* SHORT TASK *
Pull out every line in the records below that contains the word "forest", and copy each one unchanged.

* EXCERPTED DATA *
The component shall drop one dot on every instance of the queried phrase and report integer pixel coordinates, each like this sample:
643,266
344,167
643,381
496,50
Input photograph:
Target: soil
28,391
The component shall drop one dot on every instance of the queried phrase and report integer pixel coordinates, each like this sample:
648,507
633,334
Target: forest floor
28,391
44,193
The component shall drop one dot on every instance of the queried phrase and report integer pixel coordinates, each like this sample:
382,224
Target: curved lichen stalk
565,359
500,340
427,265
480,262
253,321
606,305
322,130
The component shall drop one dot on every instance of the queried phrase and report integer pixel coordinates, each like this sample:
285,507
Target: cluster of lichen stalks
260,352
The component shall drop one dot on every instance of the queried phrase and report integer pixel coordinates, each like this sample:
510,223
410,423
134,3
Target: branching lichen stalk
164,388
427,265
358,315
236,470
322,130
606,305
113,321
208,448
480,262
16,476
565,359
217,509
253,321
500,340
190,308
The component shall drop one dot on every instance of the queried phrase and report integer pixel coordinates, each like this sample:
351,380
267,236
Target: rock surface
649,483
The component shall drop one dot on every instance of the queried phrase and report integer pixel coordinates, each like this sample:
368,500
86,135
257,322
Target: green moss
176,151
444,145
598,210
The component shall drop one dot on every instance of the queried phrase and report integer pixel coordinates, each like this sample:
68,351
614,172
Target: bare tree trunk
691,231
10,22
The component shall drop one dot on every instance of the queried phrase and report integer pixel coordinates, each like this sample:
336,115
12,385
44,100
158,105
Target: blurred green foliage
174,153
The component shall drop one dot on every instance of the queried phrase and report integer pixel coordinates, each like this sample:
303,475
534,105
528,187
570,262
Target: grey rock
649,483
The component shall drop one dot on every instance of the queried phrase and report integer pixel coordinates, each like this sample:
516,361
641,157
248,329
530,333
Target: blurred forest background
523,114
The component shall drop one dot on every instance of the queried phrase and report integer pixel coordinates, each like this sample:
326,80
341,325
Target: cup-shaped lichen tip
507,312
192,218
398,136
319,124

* EXERCISE SOLUTION *
Target: forest floor
Target: blurred forest background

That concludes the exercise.